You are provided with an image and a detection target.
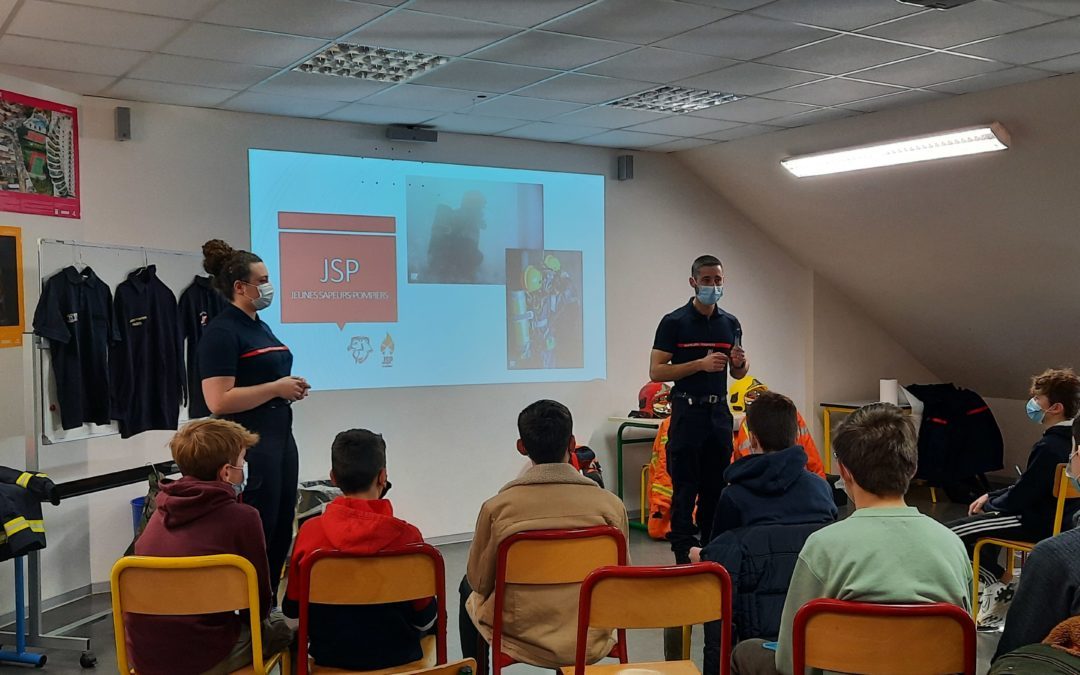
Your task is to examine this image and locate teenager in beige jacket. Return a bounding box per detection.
[459,401,629,675]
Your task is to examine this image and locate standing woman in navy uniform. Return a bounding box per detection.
[199,239,310,602]
[649,256,747,564]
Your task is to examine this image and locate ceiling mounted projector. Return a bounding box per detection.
[896,0,972,10]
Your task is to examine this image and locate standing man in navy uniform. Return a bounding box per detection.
[649,256,748,564]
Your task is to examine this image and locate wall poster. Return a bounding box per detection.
[0,227,26,348]
[0,90,80,218]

________________

> **INSTRUCTION**:
Could you convert the lines above into a JSON list of strings, one string per line, with blank lines and the picture left out?

> **TASK SOLUTION**:
[
  "You are provided with an image and a detection target.",
  "Your task is to examine this image and locate teenager in beige jacket. Return a bounding box per detection.",
  "[459,401,629,675]",
  "Your task is to examine this image and locate standing woman in navy uniform. Return a bounding box per detection.",
  "[199,239,310,602]",
  "[649,256,747,564]",
  "Your task is to examine this image and locate ceiling mounted projector. Return a bounding box per detection.",
  "[896,0,972,10]",
  "Your task is to examine this image and locate standing man in navy uniform. Return a bounding box per detection.",
  "[649,256,748,564]",
  "Your task is to examine this image and locate wall poster. Return a bounding box per detection.",
  "[0,227,26,348]",
  "[0,90,80,218]"
]